Exercise task >> Could you repeat each of the items below word for word, leaving the pictures out?

Location annotation dataset excerpts >>

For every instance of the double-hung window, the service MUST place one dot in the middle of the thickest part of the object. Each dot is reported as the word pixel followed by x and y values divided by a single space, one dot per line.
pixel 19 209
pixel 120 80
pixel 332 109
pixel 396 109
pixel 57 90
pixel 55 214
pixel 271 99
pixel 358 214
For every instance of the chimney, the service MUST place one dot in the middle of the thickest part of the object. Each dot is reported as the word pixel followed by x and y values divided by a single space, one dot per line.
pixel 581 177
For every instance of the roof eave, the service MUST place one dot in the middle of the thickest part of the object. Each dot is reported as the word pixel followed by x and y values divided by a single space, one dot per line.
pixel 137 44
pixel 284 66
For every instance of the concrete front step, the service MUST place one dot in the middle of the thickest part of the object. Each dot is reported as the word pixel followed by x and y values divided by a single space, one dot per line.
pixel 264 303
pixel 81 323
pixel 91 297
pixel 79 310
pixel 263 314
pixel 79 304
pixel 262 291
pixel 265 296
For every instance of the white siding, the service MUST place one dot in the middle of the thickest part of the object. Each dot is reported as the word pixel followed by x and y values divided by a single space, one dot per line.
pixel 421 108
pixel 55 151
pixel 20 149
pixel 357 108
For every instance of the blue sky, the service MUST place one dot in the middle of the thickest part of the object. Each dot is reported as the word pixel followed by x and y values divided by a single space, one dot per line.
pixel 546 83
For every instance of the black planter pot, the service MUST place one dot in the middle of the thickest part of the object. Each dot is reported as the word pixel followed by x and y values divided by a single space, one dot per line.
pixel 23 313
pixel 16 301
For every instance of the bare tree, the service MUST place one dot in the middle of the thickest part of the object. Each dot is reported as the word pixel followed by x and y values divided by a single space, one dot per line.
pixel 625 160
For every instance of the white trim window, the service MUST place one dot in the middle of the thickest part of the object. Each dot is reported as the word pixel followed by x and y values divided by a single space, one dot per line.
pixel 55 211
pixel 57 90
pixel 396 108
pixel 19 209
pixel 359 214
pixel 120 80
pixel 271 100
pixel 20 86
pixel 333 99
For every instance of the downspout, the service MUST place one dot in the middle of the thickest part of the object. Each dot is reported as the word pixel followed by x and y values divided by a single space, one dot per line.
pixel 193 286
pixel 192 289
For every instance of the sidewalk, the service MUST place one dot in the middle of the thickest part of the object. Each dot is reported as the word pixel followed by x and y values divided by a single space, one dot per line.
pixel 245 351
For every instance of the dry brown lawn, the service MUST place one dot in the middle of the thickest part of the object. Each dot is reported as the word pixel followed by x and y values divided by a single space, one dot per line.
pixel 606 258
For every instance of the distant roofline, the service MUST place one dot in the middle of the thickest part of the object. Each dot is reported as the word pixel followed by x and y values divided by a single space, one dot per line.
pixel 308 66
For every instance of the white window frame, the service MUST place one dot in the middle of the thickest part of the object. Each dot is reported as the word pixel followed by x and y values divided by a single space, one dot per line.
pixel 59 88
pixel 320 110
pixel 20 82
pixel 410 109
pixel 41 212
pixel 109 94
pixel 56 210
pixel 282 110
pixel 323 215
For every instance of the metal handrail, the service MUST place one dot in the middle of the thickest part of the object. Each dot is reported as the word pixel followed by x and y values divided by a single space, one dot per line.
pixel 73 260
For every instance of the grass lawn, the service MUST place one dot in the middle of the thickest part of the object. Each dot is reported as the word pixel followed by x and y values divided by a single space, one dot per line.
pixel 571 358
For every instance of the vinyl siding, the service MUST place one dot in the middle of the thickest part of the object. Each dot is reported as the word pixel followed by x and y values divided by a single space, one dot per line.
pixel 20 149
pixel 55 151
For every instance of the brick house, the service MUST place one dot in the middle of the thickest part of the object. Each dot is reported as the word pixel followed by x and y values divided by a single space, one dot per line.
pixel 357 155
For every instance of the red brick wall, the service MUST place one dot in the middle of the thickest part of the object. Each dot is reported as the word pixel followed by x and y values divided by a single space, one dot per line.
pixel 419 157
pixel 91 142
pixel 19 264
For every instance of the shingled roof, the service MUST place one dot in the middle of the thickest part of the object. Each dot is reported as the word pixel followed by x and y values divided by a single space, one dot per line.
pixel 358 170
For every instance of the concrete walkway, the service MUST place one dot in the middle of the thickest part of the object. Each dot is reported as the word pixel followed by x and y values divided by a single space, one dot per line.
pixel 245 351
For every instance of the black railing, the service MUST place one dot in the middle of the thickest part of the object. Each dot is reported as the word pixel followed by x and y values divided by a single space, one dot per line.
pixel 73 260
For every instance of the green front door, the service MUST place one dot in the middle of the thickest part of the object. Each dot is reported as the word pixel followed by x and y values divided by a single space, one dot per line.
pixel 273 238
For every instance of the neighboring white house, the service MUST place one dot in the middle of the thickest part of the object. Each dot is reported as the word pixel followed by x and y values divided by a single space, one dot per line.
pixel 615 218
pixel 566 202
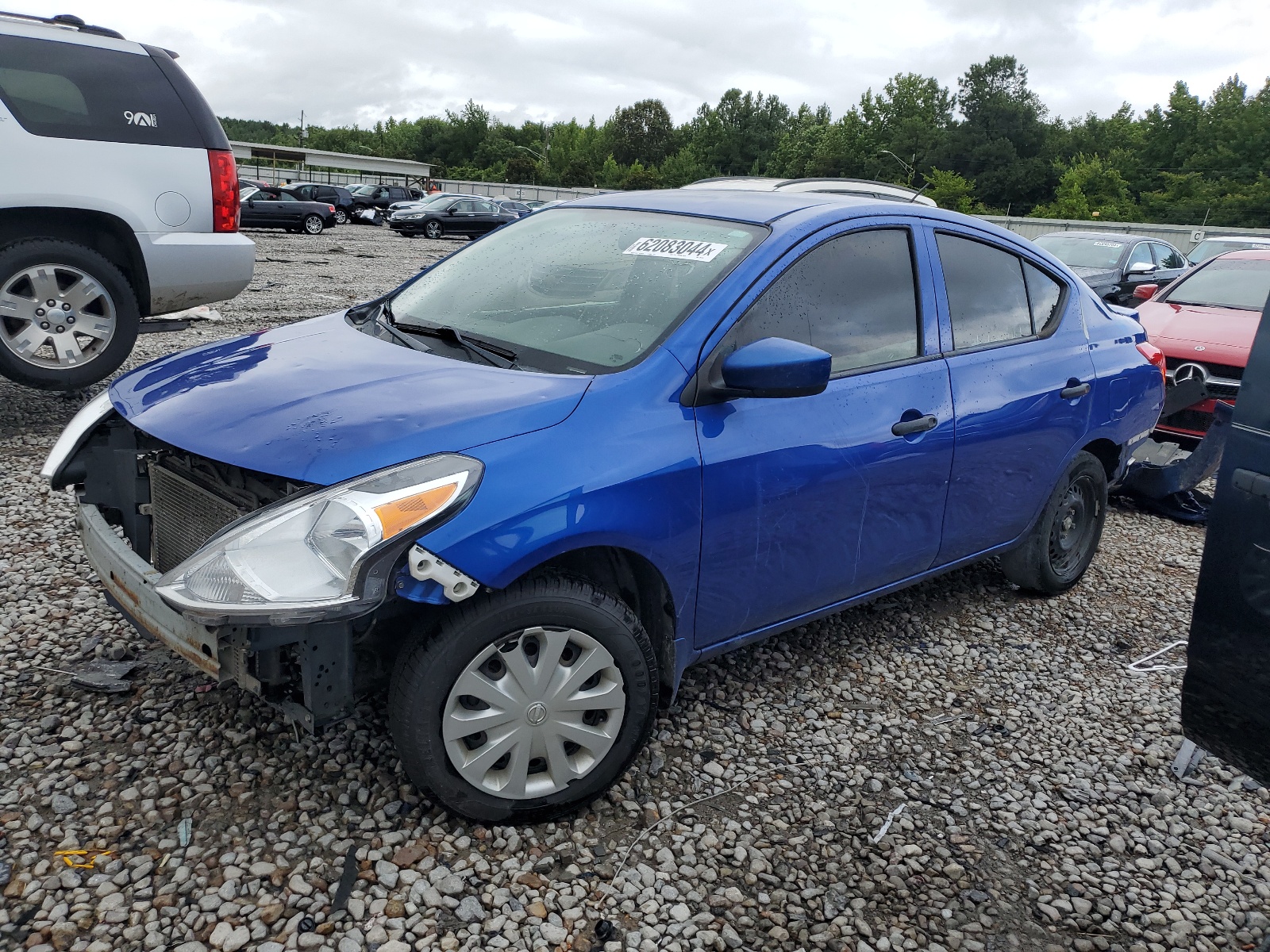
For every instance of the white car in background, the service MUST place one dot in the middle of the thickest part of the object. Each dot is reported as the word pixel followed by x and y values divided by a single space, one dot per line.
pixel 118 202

Task output >>
For every instance of the double-hung window, the service MUST place one dot in the middle of the thickest part of the object. Each dot is reported as the word pixel followed by x and y values divided by a single space, one dot per line.
pixel 19 209
pixel 120 80
pixel 332 109
pixel 396 109
pixel 57 90
pixel 55 214
pixel 271 99
pixel 358 214
For every instance of the chimney, the service MUST place one dot in the middle of the thickest part of the object. Each dot is reported as the word pixel followed by x and y values divided by a single space, one dot per line.
pixel 581 177
For every instance of the roof eave, the service MUST place one dot in the middle of the thickest part of the object. Each dot is reported as the word pixel followed by x and y values divided by a single space, one dot per line.
pixel 137 44
pixel 284 66
For every instance of the concrete front step, the service MUST place one dot in the middle of the thickest part of the object. Each dot is reported as the word pixel followed by x and y values divided by a single space, one dot per line.
pixel 264 303
pixel 81 323
pixel 91 297
pixel 79 310
pixel 263 314
pixel 79 304
pixel 262 291
pixel 265 296
For every instance of the white siding, the service MUST place one dot in the middle of the thickest part of the object. Each dot is reported as the word pixel followed by x and y values divided by a single space, one dot per line.
pixel 421 108
pixel 55 151
pixel 20 149
pixel 357 108
For every instance of the blue sky, the service MUST place one dot in the middle of the thickest part of the object. Each dot is reported as the word pixel followed by x and y values divided by a single space, one dot per line.
pixel 546 83
For every instance of the black planter pot, the service MUST place one dot in the middle of the thickest part of the object. Each dot is reported as the word pixel followed by x and y values divided by a single space, one dot per line.
pixel 23 313
pixel 16 301
For every instance of the bare tree, the service MUST place one dot in the middle of the thickest part of the object. Each dot is reported as the word pixel followed by x and y values divided by a single space, one dot per line.
pixel 625 160
For every instance of the white trim window, the service MUST place one dot in the middle of the thickest part of the object. Each dot is reported as the word pixel followed by x and y values divided by a single space, one dot per line.
pixel 55 211
pixel 57 90
pixel 396 108
pixel 19 209
pixel 359 214
pixel 120 80
pixel 271 100
pixel 20 86
pixel 333 99
For every instance of the downspout, the service MUST place one dot in the middle of the thickest part of the object. Each dot is reported as the word pixel followed by x and y values divided by a single space, one dot per line.
pixel 193 286
pixel 192 289
For every instance of the sidewalk, the service MUST place one dot in the middle of the thickest part of the object. Each dot is reported as the word pixel followed by x and y values divided by a single space, one dot per line.
pixel 245 351
For every instance of the dry brown lawn, the service MUST place one dot in the middle of the thickest part of the object. Each dot is reported as the word pixel followed by x and y values divided by a single space, one dot per line.
pixel 606 258
For every instance of the distant roofline, the service MUST place one dot in the middle of the thickest part of the object. Each dot is reported as the word pixel followed by x and y values divided by a single space, one dot per line.
pixel 308 66
For every instance of the white window frame, the service MUST place one dot in the middle of the thickest part of the object. Each dot is reported as the word pixel followed by x and y values divided by a single space, one dot per line.
pixel 59 88
pixel 320 110
pixel 20 82
pixel 410 109
pixel 41 212
pixel 109 94
pixel 56 210
pixel 282 110
pixel 323 215
For every instance of the metal handrail, the service MUST place one dot in the middle of the thickest part of the object. Each dot is reported as the word pixel followed by x and y values divided by a single space, one dot per line.
pixel 73 260
For every instance of the grass lawn, the service MUST place one dot in the middle of the thickest part of the object. Each dot is reported as the word pixel followed by x and y values divided by a single space, one dot per line.
pixel 571 358
For every instance of the vinyl siding, the service MUST place one dot in the middle of the thickest part of the object. Each dot is reported as the word pixel followed by x and y values divided by a single space, one dot per line.
pixel 20 149
pixel 55 151
For every instance of the brick house, the service MUST place one dot in the middle of the thickest part of the object. Each dot is reported as the word pixel followed by x and y values divided by a single space, one dot per line.
pixel 357 155
For every instance of the red brick wall, the service MUST place one dot in the middle of the thickest part of the object. Each dot is reported as the word pixel followed by x and y values divided by a single space, one dot per line.
pixel 419 157
pixel 91 142
pixel 19 264
For every instance of the shingled roof, the service MUST place one dot in the middle of the thickest part of the object. Each dot is reported as the word pixel followed by x and y values divided by a single space, one dot per line.
pixel 358 170
For every instance of the concrete walkway, the service MUST place one dot in the middle of the thickest part of the object. Each dot is reported as the word pixel followed by x and y values divided by a single space, one dot per line.
pixel 245 351
For every instance of the black railing, the service MUST place one dot in the middle of the thickest part of the object. Each dot is reported as the word pixel followed by x and y values divided by a single space, one dot per line.
pixel 73 260
For every instance of the green front door, the service MUST place one dot in the middle of the thickest part of the object. Each dot is reported as the word pixel followed by x and y values divided by a single space, one dot per line.
pixel 273 238
For every instance of the neighboring white house, the service MUST place one dot in the middle of the thickest part of the object. Each dot is reported as the word pixel followed by x and y values divided by a single space, one dot per line.
pixel 615 218
pixel 566 202
For every instance of the white car in background, the service MUST place one dot in the middle of the thickest part of the object. Each dot is reported as the word pixel followed by x and y values divided by a single space, one dot per line.
pixel 118 202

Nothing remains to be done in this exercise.